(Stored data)
=======

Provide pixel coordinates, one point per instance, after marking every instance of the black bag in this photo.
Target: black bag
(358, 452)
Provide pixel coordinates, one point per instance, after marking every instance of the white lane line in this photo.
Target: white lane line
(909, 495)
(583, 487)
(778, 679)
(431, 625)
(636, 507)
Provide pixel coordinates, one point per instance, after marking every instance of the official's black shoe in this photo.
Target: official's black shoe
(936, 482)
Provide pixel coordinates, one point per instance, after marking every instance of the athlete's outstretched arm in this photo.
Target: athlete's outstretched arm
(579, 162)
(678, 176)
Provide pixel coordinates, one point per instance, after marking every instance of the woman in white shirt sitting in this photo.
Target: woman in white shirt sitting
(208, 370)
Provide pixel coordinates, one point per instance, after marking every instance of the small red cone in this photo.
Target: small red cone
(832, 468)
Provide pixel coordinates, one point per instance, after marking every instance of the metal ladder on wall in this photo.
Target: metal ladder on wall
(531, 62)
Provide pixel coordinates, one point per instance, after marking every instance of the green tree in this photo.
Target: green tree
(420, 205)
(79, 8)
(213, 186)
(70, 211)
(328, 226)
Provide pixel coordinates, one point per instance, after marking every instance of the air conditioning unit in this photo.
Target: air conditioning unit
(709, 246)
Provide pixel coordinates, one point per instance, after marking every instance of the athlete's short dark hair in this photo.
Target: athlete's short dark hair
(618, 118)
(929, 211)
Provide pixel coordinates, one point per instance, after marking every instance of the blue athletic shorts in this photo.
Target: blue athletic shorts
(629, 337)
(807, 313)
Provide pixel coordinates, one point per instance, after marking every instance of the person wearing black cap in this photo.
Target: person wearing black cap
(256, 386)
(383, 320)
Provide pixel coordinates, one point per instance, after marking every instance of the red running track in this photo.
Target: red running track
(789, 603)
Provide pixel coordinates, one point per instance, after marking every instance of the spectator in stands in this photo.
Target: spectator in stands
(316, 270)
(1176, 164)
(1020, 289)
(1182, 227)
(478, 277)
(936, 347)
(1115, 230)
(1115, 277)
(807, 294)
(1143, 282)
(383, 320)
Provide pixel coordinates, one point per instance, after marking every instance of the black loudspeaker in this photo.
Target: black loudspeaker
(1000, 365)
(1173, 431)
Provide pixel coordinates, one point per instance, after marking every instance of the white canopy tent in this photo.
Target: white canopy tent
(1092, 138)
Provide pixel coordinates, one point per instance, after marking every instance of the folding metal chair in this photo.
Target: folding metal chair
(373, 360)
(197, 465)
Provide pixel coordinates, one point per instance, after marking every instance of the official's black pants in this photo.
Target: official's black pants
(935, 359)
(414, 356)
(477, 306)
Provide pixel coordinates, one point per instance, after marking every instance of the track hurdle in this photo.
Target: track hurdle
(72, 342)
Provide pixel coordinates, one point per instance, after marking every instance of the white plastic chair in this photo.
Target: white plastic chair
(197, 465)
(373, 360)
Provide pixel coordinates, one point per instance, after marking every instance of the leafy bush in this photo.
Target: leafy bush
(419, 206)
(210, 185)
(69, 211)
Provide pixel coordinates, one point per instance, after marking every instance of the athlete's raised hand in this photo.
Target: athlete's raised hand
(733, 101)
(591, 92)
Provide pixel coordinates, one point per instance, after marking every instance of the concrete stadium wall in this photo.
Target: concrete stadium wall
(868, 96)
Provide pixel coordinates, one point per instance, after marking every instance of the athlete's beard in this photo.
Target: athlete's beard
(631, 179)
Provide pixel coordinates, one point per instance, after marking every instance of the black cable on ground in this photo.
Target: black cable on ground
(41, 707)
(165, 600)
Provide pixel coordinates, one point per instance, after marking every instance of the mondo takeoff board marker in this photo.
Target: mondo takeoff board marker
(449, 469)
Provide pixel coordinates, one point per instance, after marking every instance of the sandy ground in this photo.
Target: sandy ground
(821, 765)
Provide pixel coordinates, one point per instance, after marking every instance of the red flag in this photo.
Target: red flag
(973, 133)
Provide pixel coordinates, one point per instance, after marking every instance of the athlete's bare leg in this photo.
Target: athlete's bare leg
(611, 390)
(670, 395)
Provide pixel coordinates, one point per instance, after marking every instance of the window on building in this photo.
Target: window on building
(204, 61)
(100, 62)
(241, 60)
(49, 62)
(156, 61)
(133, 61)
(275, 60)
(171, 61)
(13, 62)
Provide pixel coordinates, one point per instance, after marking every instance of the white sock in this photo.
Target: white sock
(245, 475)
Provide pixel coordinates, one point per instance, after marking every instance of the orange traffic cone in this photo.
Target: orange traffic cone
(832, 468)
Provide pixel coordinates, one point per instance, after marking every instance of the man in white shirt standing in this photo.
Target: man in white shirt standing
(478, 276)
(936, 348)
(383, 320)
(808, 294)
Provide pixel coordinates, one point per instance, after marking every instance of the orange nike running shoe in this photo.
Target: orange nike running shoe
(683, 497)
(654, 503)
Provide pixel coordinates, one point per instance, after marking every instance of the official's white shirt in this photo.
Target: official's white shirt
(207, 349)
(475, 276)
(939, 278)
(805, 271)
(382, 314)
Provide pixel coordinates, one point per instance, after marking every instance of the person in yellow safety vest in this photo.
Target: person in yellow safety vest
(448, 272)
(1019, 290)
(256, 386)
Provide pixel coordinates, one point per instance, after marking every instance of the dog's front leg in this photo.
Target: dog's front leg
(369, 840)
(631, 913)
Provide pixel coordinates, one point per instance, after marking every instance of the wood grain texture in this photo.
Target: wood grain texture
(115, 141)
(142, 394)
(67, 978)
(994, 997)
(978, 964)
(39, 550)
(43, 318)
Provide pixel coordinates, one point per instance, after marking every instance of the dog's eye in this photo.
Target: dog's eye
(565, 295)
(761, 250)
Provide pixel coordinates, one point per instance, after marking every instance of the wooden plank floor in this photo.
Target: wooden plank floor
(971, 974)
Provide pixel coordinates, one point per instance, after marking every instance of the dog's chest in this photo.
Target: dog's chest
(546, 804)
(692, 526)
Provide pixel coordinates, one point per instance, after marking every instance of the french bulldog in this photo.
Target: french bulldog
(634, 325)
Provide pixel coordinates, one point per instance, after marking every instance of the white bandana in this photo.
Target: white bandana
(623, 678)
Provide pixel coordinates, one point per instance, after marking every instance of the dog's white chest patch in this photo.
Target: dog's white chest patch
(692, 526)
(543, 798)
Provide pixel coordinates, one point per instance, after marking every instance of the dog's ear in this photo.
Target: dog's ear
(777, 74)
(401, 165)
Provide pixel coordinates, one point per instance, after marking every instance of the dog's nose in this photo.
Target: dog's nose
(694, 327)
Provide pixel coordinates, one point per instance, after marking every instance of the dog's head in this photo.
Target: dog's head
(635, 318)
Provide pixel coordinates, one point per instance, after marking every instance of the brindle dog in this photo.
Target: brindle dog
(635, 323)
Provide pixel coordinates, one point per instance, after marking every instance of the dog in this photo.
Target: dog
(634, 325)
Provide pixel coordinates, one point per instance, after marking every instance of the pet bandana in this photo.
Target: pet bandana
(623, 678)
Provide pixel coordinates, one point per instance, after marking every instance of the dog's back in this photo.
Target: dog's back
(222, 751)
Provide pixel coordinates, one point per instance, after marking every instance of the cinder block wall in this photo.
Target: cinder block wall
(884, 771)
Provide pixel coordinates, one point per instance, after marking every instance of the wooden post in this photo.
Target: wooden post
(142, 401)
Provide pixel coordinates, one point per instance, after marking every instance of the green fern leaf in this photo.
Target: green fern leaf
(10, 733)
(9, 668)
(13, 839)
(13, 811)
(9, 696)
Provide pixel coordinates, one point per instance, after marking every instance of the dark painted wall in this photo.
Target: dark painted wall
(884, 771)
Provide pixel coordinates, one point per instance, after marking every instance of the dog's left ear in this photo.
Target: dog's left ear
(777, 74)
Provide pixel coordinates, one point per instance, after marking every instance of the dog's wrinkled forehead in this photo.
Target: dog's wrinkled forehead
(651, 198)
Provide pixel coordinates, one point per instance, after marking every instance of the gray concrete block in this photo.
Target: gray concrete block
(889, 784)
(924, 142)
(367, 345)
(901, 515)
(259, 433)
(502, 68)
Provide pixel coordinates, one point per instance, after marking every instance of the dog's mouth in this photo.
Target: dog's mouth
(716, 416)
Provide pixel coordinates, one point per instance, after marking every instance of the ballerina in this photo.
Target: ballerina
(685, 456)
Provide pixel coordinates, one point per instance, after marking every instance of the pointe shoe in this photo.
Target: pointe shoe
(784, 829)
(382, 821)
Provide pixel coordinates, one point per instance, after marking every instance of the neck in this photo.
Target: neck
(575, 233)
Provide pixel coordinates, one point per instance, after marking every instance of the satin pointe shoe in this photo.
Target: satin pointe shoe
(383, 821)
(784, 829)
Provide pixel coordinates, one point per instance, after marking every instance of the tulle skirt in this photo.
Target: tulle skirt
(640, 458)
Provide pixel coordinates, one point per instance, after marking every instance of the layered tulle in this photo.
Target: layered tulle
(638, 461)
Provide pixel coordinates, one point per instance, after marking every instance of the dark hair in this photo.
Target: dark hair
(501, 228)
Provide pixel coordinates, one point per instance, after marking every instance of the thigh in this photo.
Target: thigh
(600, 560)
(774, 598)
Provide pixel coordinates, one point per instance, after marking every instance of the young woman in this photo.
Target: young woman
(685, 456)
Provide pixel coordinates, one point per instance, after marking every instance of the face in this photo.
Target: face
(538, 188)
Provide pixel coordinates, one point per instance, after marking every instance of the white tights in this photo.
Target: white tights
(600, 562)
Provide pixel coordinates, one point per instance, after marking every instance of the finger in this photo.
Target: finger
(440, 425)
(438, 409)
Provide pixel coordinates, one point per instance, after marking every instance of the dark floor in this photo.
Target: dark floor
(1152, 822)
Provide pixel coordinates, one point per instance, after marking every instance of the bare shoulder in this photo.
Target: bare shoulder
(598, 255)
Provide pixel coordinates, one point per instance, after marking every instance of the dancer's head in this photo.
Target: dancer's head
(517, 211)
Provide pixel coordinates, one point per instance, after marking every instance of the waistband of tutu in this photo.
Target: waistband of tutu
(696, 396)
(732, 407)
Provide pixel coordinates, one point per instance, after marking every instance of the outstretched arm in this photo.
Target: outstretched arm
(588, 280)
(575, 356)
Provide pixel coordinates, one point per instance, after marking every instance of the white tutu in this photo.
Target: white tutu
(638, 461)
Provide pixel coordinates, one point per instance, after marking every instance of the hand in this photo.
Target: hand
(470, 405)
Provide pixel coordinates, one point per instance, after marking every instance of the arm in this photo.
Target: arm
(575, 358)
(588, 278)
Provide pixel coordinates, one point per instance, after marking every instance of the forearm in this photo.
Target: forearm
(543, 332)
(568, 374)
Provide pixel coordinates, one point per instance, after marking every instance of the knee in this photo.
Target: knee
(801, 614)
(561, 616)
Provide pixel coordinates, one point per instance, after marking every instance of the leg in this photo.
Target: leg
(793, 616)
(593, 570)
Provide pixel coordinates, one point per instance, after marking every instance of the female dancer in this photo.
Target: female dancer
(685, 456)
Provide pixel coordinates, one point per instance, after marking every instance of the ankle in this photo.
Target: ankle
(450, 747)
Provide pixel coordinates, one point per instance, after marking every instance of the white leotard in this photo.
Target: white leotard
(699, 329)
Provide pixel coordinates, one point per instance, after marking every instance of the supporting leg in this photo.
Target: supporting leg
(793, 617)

=======

**WHAT TO DO:**
From the line containing "dancer in this photo." down to the final line of the data, write out every line exactly; both the first and last of these belong in your answer, and nothing else does.

**RESULT:**
Provide pixel coordinates, one point per instance, after marking every instance of the female dancer in this photo.
Target: female dancer
(685, 456)
Provide pixel coordinates, one point per instance, after marking every instance of the ankle in this photo.
Target: ankle
(450, 747)
Provide pixel coordinates, one point per instance, after marking every instance of the white leotard in this photo.
Target: white leotard
(699, 329)
Provide pixel coordinates, one point per instance, after marking every instance of the supporting leg in this photo.
Target: supporting leg
(793, 617)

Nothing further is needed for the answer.